# Records
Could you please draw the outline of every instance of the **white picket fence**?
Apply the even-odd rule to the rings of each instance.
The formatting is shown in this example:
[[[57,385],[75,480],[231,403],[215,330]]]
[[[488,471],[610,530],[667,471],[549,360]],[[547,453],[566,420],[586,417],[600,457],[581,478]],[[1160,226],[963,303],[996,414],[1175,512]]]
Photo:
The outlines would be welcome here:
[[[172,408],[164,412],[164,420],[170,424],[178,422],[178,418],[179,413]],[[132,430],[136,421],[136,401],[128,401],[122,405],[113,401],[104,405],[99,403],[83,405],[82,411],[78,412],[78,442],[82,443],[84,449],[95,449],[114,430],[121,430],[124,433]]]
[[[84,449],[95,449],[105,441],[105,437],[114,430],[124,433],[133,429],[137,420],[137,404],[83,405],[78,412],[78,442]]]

# Requirement
Reproduce every one of the lines above without changing anything.

# Solution for this problem
Could you please draw the outline of every instance of the **white picket fence**?
Apply the even-odd rule to the rings of each instance.
The formatting is shown in this example:
[[[57,385],[75,480],[231,403],[215,330]]]
[[[488,471],[610,530],[667,471],[549,360]],[[547,453],[566,420],[586,417],[600,457],[581,478]],[[1160,226],[963,303],[996,414],[1175,512]]]
Photo:
The outlines would be welcome here:
[[[172,408],[164,412],[164,420],[170,424],[178,422],[178,418],[179,413]],[[132,430],[136,421],[136,401],[128,401],[122,405],[113,401],[104,405],[99,403],[83,405],[82,411],[78,412],[78,442],[82,443],[84,449],[95,449],[114,430],[121,430],[124,433]]]
[[[84,449],[95,449],[105,441],[105,437],[114,430],[124,433],[133,429],[137,420],[137,404],[83,405],[78,412],[78,442]]]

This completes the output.